# What is needed:
Write out every one of the rows below word for word, omitting the pictures.
── Exercise materials ──
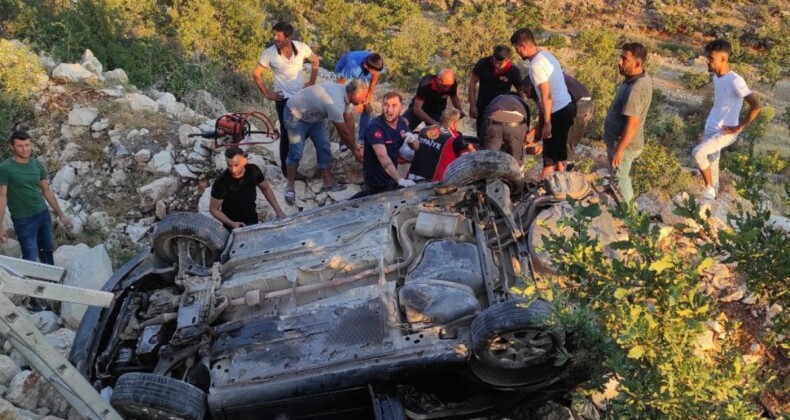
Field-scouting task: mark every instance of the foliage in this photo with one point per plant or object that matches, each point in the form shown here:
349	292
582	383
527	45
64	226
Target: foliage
651	304
695	79
595	68
658	168
20	77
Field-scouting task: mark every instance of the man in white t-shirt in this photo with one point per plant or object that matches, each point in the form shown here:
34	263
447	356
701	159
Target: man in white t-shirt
556	108
286	59
305	116
723	125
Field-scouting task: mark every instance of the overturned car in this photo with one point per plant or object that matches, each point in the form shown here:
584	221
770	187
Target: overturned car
391	306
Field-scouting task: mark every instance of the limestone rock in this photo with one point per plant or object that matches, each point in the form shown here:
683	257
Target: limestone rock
203	103
64	180
83	116
8	370
116	76
90	270
23	391
158	190
91	63
74	73
161	163
65	254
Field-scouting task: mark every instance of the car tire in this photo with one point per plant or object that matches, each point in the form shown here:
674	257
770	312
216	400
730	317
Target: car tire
206	237
484	164
150	396
508	336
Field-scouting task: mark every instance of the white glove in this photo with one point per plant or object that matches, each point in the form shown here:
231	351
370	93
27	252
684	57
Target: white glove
405	183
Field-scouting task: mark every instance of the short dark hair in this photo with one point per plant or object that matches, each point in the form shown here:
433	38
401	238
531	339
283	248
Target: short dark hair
502	52
374	61
637	50
719	45
18	135
393	94
522	36
286	28
233	151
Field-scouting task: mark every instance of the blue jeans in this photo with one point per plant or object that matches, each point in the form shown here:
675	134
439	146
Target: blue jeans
298	132
35	237
622	173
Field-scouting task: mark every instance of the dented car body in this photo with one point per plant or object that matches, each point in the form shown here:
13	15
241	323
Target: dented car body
394	305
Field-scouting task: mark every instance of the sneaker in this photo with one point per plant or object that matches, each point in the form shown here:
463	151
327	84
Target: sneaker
709	193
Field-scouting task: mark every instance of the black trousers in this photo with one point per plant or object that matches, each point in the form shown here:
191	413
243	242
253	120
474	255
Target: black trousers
280	105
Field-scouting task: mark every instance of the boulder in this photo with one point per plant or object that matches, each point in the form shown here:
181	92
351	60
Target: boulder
183	135
116	76
8	370
73	73
63	181
89	270
91	63
46	321
161	163
8	411
65	254
83	116
203	103
158	190
23	391
140	103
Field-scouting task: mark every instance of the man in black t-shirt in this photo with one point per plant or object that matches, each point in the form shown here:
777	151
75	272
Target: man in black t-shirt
431	99
233	194
496	75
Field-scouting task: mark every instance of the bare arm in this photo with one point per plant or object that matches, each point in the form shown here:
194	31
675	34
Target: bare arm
472	91
215	208
313	59
754	111
53	202
418	111
545	108
3	204
257	76
269	195
631	125
386	162
346	132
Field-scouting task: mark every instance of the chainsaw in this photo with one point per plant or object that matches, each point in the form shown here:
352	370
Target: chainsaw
233	129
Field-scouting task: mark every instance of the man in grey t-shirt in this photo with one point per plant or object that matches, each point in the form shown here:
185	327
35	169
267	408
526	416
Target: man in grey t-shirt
───
# Exercise response:
Field-scouting task: mark every instance of the foliage in this photo with one point per plant or object that matches, each point in the form shown here:
349	292
582	383
527	45
64	226
Target: foliage
651	304
695	79
595	68
658	168
20	77
Field-scouting task: mark every instance of the man in white t-shirt in this photo with one point per plant or object that matches, each point in the form shown here:
34	263
447	356
701	159
Target: man in white t-shirt
556	108
286	59
305	116
723	125
Field-scouting task: mark every instance of the overturned car in this photo with one point per plant or object that matches, each point in the form shown here:
584	221
770	187
Target: overturned car
391	306
Field-scouting task: mark every instance of the limestone rock in this photo with one point per plant or object that matches, each point in the form shown here:
683	257
Target: limestone rock
203	103
64	180
83	116
8	370
116	76
90	270
23	391
158	190
91	63
74	73
161	163
65	254
Field-scouting task: mark every instance of the car tire in this photo with one point per plant or object that matches, each point in the form shown here:
674	257
770	312
216	400
730	317
Target: car tire
206	237
484	164
150	396
508	336
Field-scouting task: mark every instance of the white glove in this photo with one point per plant or object that matches, each point in the form shown here:
231	351
370	93
27	252
684	57
Target: white glove
405	183
Field-scouting task: mark every instance of the short dark hair in this photo with one point per plant or object that matches, each point in the form shown here:
433	38
401	238
531	339
283	248
Target: short dark hair
502	52
374	61
637	50
719	45
18	135
393	94
522	36
286	28
233	151
Field-scouting task: mark every instance of the blue jeans in this photo with one point per plant or object that matches, each point in the form shown here:
675	134
439	146
Target: blue jeans
298	132
35	237
622	173
Field-scouting task: mark every instance of the dented car body in this photo with one point per plant or object that matches, each point in the form shown here:
13	15
241	323
Target: dented car body
394	305
Field-scouting task: mark every instance of the sneaker in this photo with one point per plant or object that matches, each point in the form shown here:
463	151
327	84
Target: sneaker
709	193
Field-scouting task: mark every instance of the black trousers in this photo with one point per plant or object that matches, each point in the form shown here:
191	413
243	242
253	120
474	255
Target: black trousers
280	105
Field-scouting task: mark every instance of the boulder in this photo with one point per plant or object that matches, each point in the form shown here:
181	92
351	60
Target: boulder
183	135
116	76
8	370
73	73
63	181
89	270
91	63
46	321
161	163
8	411
65	254
83	116
203	103
158	190
23	391
140	103
Field-scouting task: mark every instance of the man in black t-shirt in this photo with one point per plant or object that matches, each point in the form shown here:
777	151
75	272
Target: man in black t-shirt
431	99
233	194
496	75
Field-scouting task: mark every instance of the bare arm in this photo with one point per plant or object that matches, each point in the form shown here:
194	31
675	34
Target: bare arm
472	91
215	208
313	59
754	111
53	202
418	111
545	108
3	204
257	76
269	195
631	125
386	162
346	132
Field-scouting task: mark every instance of the chainsaw in this photo with one point per plant or object that matches, each point in the form shown here:
352	370
Target: chainsaw
233	129
Field-scouting task: mark every instance of the man in grey t-shirt in this photo with one point per plant or object that matches, each point in the form shown here:
185	327
35	169
267	408
526	416
Target: man in grey t-shirt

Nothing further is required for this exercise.